"""

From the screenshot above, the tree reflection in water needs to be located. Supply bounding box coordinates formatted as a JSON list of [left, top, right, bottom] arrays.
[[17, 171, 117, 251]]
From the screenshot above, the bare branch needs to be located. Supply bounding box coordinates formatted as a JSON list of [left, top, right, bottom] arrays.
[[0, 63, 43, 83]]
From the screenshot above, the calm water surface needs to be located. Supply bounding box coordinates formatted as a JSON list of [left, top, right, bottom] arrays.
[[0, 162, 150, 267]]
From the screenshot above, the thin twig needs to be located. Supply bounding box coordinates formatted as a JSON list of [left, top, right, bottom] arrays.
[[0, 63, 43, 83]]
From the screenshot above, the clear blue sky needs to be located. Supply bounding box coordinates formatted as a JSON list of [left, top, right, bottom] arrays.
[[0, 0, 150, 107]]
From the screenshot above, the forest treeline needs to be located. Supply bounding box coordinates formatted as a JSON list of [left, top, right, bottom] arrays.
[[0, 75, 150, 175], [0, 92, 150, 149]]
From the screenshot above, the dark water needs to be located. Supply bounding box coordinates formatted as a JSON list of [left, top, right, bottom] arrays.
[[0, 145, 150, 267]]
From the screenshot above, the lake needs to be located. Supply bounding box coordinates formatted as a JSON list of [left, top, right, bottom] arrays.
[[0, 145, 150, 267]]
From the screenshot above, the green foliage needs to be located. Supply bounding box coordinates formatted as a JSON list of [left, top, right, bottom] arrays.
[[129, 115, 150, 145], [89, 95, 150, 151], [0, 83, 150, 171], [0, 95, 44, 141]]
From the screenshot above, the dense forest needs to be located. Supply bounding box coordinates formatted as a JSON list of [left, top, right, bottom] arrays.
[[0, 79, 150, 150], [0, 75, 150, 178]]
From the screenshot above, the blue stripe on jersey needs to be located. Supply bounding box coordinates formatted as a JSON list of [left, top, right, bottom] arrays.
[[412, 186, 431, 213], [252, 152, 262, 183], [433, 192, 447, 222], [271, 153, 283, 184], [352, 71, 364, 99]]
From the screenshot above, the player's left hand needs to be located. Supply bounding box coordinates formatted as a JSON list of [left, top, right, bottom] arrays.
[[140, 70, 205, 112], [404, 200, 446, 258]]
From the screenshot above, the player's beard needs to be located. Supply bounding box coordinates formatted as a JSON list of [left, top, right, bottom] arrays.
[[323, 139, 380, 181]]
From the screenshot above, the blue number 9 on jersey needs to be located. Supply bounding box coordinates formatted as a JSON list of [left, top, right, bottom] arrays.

"""

Reproduce exactly the line bearing "From the screenshot above, the player's left" and all the lines that come after it in the records above; add nothing.

From the screenshot above, the player's left hand needs to be located. Supply bounding box coordinates formatted as a JSON list of [left, top, right, bottom] arrays.
[[140, 70, 205, 112], [404, 200, 446, 258]]
From the screenshot above, the player's beard needs to be located. Supply bounding box coordinates formatted as a JSON list of [left, top, right, bottom] arrays.
[[323, 139, 380, 181]]
From the screenshot above, the blue number 9 on jersey needs to be located. Supply bounding box coordinates formatted as a JSON list of [left, top, right, bottom] arrays.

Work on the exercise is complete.